→ Items listed in a dataset:

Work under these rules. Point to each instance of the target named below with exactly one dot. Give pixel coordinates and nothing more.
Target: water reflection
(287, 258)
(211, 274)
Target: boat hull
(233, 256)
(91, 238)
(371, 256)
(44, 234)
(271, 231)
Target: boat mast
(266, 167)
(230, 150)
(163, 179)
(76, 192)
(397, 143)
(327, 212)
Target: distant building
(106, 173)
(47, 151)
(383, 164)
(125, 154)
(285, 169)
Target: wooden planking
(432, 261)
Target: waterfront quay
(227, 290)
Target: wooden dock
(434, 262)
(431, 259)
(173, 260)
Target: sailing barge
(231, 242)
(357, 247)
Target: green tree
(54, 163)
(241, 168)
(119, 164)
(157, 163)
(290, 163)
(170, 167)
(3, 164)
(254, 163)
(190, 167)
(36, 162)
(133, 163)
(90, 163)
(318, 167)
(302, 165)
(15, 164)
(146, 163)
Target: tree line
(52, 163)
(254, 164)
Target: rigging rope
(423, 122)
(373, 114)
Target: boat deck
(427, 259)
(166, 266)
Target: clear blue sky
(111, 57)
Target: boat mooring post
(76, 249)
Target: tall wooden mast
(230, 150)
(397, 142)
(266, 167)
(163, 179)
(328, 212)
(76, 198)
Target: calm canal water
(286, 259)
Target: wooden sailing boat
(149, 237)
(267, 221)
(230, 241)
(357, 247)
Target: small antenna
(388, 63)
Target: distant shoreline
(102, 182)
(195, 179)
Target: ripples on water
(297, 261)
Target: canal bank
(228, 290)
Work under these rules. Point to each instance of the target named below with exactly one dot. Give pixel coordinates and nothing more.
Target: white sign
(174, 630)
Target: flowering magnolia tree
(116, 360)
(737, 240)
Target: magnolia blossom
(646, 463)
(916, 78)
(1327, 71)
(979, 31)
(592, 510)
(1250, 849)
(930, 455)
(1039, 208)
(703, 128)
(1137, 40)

→ Work instructions:
Restate the line containing "Target: boat mooring post" and every remaining line of the records word for word. Add nothing.

→ Task output:
Target: boat mooring post
(76, 249)
Target: tall wooden mast
(230, 150)
(397, 142)
(266, 167)
(163, 179)
(328, 212)
(76, 198)
Target: calm canal water
(286, 259)
Target: wooden sailing boat
(149, 237)
(267, 221)
(230, 241)
(357, 247)
Target: small antenna
(388, 63)
Target: distant shoreline
(102, 182)
(195, 179)
Target: ripples on water
(297, 261)
Target: canal bank
(228, 290)
Work under these rules. Point to each instance of the target named below with exactly one dot. Give pixel coordinates and nothing more.
Target: white sign
(174, 630)
Target: flowering magnolia tree
(116, 360)
(737, 240)
Target: magnolia blossom
(646, 463)
(916, 78)
(1327, 71)
(979, 31)
(592, 510)
(1250, 849)
(930, 455)
(1039, 208)
(703, 128)
(1137, 40)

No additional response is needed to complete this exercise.